**PROVIDED PASSAGE**

Performance, Efficiency, and a Raytracing Teaser

Overall, today’s announcement of the B-Series has been actually quite exciting. Although the actual GPU microarchitecture has seen only somewhat minor advancements compared to last year’s A-Series, Imagination’s take on multi-GPU is quite innovative and unlike what we’ve seen in past multi-GPU attempts.

The new “pull” decentralised GPU design is certainly something that offers tremendous flexibility. It won’t be something that has absolutely perfect scaling, as there might be some edge-cases where things might get bottlenecked, however Imagination expects extremely good scaling on average.

The B-Series’ roadmapped +30% performance improvement is said to have been achieved through both microarchitectural and physical design improvements (around 15%), with the rest being achieved through the PPA advantage of choosing a multi-core GPU configuration.

Probably what’s more important than the GPU IP itself, is that Imagination says they have actually licensed out and delivered the IP customers already – which is a contrast to past generation Imagination GPU IP announcements where things were publicised ahead of not only the IP being delivered, but ahead of it even being completed.

We still haven not seen or heard of any A-Series design wins, so we do hope there will be more news on that in regards to the B-Series.

Industry sources say that the major demand-driver for Imagination GPU IP right now is the high-performance GPU market in China, where there’s apparently a major hunger and need for domestic designs that are disconnected from US suppliers such as AMD and Nvidia.


Innosilicon Fantasy GPU Series

One such design win is Innosilicon’s recently announced “Fantasy” graphics cards series. Innosilicon to date was known as an ASIC IP design house for various miscellaneous IP blocks, such as providing Nivdia’s GDDR6’s memory controllers.

**TASKS FOR THIS EXERCISE**
**a)** Name every GPU or graphics card product series that the B-Series article mentions.
**b)** Resume the B-Series article after its last sentence.

**DATA LINES**
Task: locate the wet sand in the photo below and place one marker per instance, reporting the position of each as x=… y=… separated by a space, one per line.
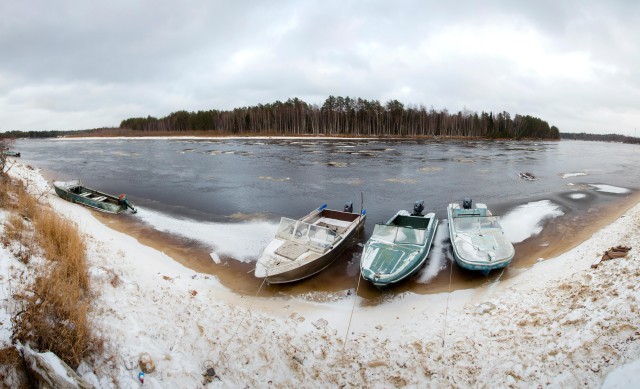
x=581 y=219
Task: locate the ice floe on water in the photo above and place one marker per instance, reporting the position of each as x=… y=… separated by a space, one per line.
x=527 y=220
x=269 y=178
x=242 y=241
x=569 y=175
x=577 y=196
x=430 y=169
x=610 y=189
x=437 y=258
x=401 y=180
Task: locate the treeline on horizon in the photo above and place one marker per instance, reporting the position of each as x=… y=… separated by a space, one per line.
x=346 y=116
x=600 y=137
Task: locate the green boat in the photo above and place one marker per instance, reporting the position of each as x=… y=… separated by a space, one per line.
x=398 y=248
x=477 y=238
x=75 y=192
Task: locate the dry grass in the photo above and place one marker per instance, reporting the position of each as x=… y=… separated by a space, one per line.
x=54 y=307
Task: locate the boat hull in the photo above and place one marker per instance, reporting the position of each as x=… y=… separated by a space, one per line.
x=384 y=264
x=309 y=269
x=107 y=203
x=275 y=268
x=480 y=250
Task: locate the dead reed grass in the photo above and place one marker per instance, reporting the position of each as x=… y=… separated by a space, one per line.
x=53 y=312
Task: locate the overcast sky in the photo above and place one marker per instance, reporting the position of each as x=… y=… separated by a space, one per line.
x=84 y=64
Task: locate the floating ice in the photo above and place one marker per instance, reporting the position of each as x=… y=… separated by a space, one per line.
x=610 y=189
x=568 y=175
x=401 y=180
x=526 y=220
x=242 y=241
x=577 y=196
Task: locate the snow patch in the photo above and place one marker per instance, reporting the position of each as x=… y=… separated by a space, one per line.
x=568 y=175
x=436 y=261
x=626 y=376
x=526 y=220
x=242 y=241
x=610 y=189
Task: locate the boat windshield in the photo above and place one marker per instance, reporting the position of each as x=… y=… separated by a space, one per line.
x=399 y=235
x=306 y=234
x=476 y=223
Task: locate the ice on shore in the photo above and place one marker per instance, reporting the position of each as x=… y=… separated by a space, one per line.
x=242 y=241
x=437 y=257
x=527 y=220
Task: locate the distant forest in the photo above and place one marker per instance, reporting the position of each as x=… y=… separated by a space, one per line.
x=344 y=116
x=600 y=137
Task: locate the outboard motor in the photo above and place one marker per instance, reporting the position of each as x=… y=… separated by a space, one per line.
x=418 y=207
x=126 y=203
x=348 y=207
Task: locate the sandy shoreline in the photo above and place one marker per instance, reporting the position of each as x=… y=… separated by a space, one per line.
x=558 y=323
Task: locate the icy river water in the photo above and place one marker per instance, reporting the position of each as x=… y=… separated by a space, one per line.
x=214 y=204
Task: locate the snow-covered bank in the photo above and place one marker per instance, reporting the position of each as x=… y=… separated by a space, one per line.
x=560 y=323
x=526 y=220
x=224 y=238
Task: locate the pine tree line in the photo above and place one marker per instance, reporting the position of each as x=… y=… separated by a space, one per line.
x=347 y=116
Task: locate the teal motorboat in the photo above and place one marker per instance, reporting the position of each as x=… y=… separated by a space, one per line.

**ANSWERS**
**a)**
- B-Series
- A-Series
- Fantasy graphics cards series

**b)**
Roger Mao, Vice President of Engineering, Innosilicon, says;

“Imagination’s BXT multi-core GPU IP delivers the level of performance and power efficiency we had been looking for. Innosilicon has a solid track record in delivering first class high-speed and high-bandwidth computing solutions in advanced FinFET process nodes. Building on this success and strong customer demand, we are announcing our upcoming product which is a standalone high-performance 4K/8K PCI-E Gen4 GPU card, set to hit the market very soon, that will power 5G cloud gaming and data centre applications. With a solid foundation in GDDR6 high-speed memory, cache coherent chiplet innovation and high-performance multimedia processor optimisation, a move into a standalone PCI-E form-factor GPU is natural for us. Thanks to BXT’s multi-core scalable architecture, we are able to build a customised solution to meet the high-end data centre demand with fantastic cloud and computing performance.”

If this pivot towards higher-performance computing works out for Imagination remains to be seen. It certainly seems that at least having a tangible design win such as the above would certainly be a big improvement given that we’ve never seen publicly acknowledged 8XT, 9XT, 9XTP or even A-Series silicon.

Level 4 Raytracing for C-Series

Lastly, Imagination is also teasing their future C-Series architecture, confirming that it’ll be a full raytracing capable design. Although Imagination has had Raytracing IP and capable GPUs for the better part of the decade, it took Nvidia’s RTX series as well as AMD’s inclusion of Raytracing in the new generation consoles as well as RDNA2 series to seriously kick-start the RT ecosystem into gear. Imagination is taking full advantage of this revival as it dusted off its RT IP that previously had been shelved a few years ago.

Beyond confirming that the new C-Series will have ray tracing capabilities, Imagination further confirms that this will be an implementation using the company’s fullest of capabilities, including BVH processing and Coherency Sorting in hardware, a capability the company denotes as a “Level 4” ray tracing implementation, which would be more advanced than what current generation Nvidia and AMD GPUs are able to achieve at a “Level 3”.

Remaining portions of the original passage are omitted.